_Exercícios_
[1] Traduza para o inglês esta frase do texto de apoio: "Os resultados demonstram a necessidade de revisão tarifária, ganhos de eficiência e subsídios, a fim de assegurar a universalização da cobertura do serviço e a modicidade tarifária."
[2] Reescreva o trecho do texto de apoio entre "Dados do Trabalho" e "a modicidade tarifária.", inclusive, trocando "onze" por "doze".

_Texto de apoio_
XII Congresso Brasileiro de Regulação e 6ª Expo ABAR

Dados do Trabalho


Título

VIABILIADADE ECONOMICO-FINANCEIRA DOS SERVIÇOS DE AGUA E SANEAMENTO: BLOCOS REGIONAS DE SANTA CATARINA

Resumo

O Estado de Santa Catarina propôs onze blocos para regionalizar o os serviços de saneamento básico conforme estabelecido no novo marco legal, atualizado em 2020 (Lei 14.026; Decreto 10.710/2021). Será analisado a viabilidade econômico-financeira dos blocos regionais propostos, a partir de extrapolações definidas pelo decreto regulamentador (Decreto 1.372/2021). Foram analisados os indicadores definidos e projetados os fluxos de caixa descontados, considerando os investimentos necessários para universalizar os serviços de água e saneamento de acordo com as metas definidas na Lei. Os resultados demonstram a necessidade de revisão tarifária, ganhos de eficiência e subsídios, a fim de assegurar a universalização da cobertura do serviço e a modicidade tarifária.

Palavras Chave

Acesso universal. Capacidade econômico-financeira. Blocos regionais. Indicadores de capacidade econômico-financeira.

Introdução/Objetivos

Para conseguir atingir as metas de universalização dos serviços de saneamento até 2030, estima-se que será preciso o investimento de US$ 1.7 trilhão (Hutton e Varughese, 2016), três vezes o que já foi investido até 2016 (Kolker, Kingdom e Trémolet, 2016). É evidente que se trata de valores significativos, mas o montante deve ser colocado em perspectiva, pois quando comparado à economia global, representa “apenas” cerca de 0,10% do PIB total dos países de baixa e média renda (Perard, 2018). A maioria dos sistemas de saneamento, entretanto, não possuem viabilidade para efetivar os aportes necessários para que as metas do ODS sejam alcançadas (Nagpal et al., 2018).

_Material fornecido_
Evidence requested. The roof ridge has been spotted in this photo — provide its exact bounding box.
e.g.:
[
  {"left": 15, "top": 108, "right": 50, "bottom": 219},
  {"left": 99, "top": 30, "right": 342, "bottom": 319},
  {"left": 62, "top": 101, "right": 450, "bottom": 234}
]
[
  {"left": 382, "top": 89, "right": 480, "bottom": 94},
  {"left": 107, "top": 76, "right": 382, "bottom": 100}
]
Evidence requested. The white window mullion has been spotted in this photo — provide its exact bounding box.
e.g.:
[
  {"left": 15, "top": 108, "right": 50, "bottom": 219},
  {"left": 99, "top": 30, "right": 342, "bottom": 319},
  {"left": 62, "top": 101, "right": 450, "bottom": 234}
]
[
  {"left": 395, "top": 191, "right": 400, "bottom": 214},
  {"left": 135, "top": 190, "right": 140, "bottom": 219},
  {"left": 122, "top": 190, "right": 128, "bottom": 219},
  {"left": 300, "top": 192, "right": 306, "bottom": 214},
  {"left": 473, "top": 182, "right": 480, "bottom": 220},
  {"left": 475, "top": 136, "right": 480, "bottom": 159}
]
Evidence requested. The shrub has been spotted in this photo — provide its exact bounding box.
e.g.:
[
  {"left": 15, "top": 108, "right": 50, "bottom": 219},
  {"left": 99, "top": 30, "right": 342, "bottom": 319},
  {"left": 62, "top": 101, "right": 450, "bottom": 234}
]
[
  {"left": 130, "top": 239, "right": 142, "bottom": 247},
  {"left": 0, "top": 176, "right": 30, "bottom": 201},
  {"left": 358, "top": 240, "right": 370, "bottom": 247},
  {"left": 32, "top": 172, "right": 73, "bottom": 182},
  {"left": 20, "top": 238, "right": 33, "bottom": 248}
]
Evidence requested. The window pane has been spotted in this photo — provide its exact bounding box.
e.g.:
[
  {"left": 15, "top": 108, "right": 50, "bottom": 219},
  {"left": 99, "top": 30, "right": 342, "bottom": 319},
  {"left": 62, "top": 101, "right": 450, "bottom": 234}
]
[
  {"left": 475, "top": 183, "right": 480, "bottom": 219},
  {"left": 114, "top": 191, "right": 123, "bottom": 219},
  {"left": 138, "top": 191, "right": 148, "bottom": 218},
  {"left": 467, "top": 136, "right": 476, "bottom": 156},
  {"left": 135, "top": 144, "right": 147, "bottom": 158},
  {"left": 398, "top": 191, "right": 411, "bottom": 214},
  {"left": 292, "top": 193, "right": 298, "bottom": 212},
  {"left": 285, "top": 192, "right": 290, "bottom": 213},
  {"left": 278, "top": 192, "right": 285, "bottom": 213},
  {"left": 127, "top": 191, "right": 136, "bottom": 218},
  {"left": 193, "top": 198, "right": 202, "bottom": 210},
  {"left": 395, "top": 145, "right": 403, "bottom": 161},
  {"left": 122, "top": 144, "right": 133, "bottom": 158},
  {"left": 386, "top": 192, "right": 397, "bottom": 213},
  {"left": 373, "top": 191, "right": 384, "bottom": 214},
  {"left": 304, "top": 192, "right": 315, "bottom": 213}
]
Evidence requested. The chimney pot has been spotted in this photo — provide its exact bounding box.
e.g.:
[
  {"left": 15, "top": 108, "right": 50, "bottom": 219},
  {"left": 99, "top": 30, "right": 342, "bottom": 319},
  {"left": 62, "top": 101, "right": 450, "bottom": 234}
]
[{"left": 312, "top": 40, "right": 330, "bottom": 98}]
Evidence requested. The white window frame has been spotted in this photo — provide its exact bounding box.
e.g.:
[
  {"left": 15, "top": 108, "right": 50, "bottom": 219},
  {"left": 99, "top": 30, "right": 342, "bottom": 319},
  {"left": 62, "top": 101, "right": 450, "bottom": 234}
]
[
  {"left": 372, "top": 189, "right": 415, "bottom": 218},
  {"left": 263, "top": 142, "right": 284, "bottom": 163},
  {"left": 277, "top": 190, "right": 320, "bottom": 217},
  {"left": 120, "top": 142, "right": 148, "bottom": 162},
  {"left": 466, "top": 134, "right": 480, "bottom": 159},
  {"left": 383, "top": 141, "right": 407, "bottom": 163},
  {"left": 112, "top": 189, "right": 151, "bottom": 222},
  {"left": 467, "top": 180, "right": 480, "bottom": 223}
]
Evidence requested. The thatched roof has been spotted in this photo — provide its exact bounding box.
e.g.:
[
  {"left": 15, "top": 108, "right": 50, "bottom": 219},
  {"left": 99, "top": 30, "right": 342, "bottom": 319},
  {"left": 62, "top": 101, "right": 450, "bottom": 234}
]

_Respostas_
[1] The results demonstrate the need for tariff review, efficiency gains and subsidies in order to ensure universal service coverage and affordable tariffs.

[2]
Dados do Trabalho


Título

VIABILIADADE ECONOMICO-FINANCEIRA DOS SERVIÇOS DE AGUA E SANEAMENTO: BLOCOS REGIONAS DE SANTA CATARINA

Resumo

O Estado de Santa Catarina propôs doze blocos para regionalizar o os serviços de saneamento básico conforme estabelecido no novo marco legal, atualizado em 2020 (Lei 14.026; Decreto 10.710/2021). Será analisado a viabilidade econômico-financeira dos blocos regionais propostos, a partir de extrapolações definidas pelo decreto regulamentador (Decreto 1.372/2021). Foram analisados os indicadores definidos e projetados os fluxos de caixa descontados, considerando os investimentos necessários para universalizar os serviços de água e saneamento de acordo com as metas definidas na Lei. Os resultados demonstram a necessidade de revisão tarifária, ganhos de eficiência e subsídios, a fim de assegurar a universalização da cobertura do serviço e a modicidade tarifária.